▶ **ABOUT THIS EXERCISE**
Exact copies of all the entries are required, and no pictures should appear in them.

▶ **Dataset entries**
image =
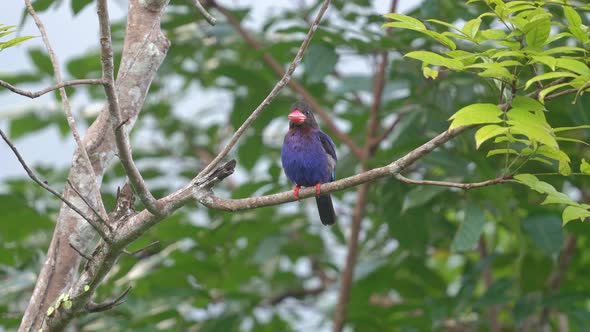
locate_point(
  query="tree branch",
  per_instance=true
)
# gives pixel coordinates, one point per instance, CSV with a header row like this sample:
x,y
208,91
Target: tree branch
x,y
121,136
465,186
39,93
144,49
294,84
100,228
273,93
67,108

▶ **ANSWER TO THIS TASK**
image =
locate_point(
  query="tree branch",
  per_instance=true
)
# gives pixel coordinates, one point per instance, CSV with a header row like this sample:
x,y
208,91
Target: tree branch
x,y
121,136
465,186
39,93
144,49
294,84
100,228
273,93
67,108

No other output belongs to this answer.